• What you need to do
Write out the records beneath this line exactly as they appear, minus any images.

Stored data:
===============
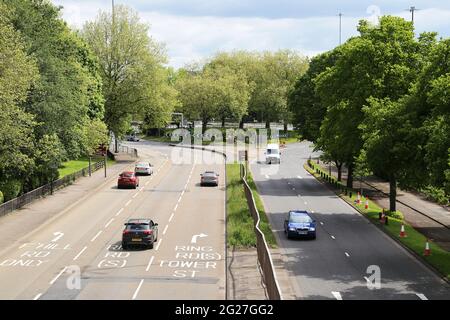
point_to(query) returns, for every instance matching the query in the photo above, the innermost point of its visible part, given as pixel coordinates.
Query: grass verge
(415, 241)
(240, 228)
(73, 166)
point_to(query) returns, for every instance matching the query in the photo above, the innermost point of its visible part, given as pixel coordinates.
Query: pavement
===============
• Answer area
point_to(query) returns, for every instance matching the query in the photo above, the innermost point of its visible part, given as pixel coordinates.
Query: grass verge
(415, 241)
(240, 228)
(73, 166)
point_to(query) returns, for every instance matching the query in the photo above, the innermost point of its visible part, given as pixel coordinates.
Query: pavement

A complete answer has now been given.